TEXT TO READ:

After first watching this film at the start of lockdown — and finding little of value in it, if I’m being honest — I returned to it a few weeks ago, having actually read a fair bit of Badiou now, and found the whole thing much more resonant.
It’s a tricky sort of documentary. As an introduction to the man himself — at least for the uninitiated, as I was on my first watch — it probably appears to be ninety minutes of some coughing Frenchman talking about nothing much of any particular depth or interest. But I can appreciate it a bit more now for the seeds it plants along the way.
Each sequence feels like an introduction to one of Badiou’s primary concerns, introduced in the most basic terms possible — sometimes to their own detriment. (Asking “What is a woman?” remains a questionable look, even if — or maybe especially if — it’s part of your Lacanian routine.) However, discovering how those concerns unravel and complexify over the course of his work is quite a thrilling undertaking — at least for me, still in the depths of things.
Documentary reappraisals aside, I wanted to share, briefly, a quotation taken from early on in the film, where Badiou talks about Plato’s allegory of the cave. I liked this a lot.
The cave of Plato. You know the famous cave of Plato? Take the cave as the metaphor of the world in its normal, oppressive, obscure situation. So, the world as it is. The world where there exists oppression, division, rich and poor, and so on. What Plato explains is that you can find an exit.

COLLECTED DATA:
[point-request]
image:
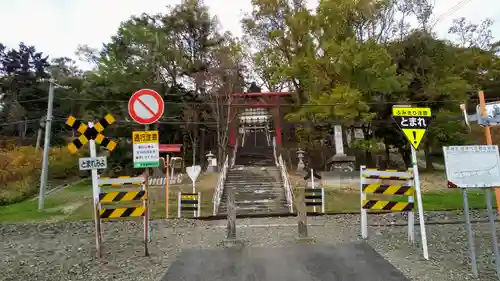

THE TASKS:
1. For each statement, say whether it agrees with the text on the Badiou documentary, and quote the deciding words. (a) The writer found the film more resonant on a later viewing. (b) The film runs about two hours. (c) The quotation the writer shares comes from near the end of the film.
2. According to the text on the Badiou documentary, when did the writer first watch the film?
3. Reproduce the part of the text on the Badiou documentary from "After first watching" to "much more resonant.".
Rely only on the text on the Badiou documentary.

EXERCISE RESULTS:
1.
(a) Yes: "found the whole thing much more resonant."
(b) No: "ninety minutes of some coughing Frenchman talking about nothing much of any particular depth or interest."
(c) No: "a quotation taken from early on in the film."

2. At the start of lockdown.

3.
After first watching this film at the start of lockdown — and finding little of value in it, if I’m being honest — I returned to it a few weeks ago, having actually read a fair bit of Badiou now, and found the whole thing much more resonant.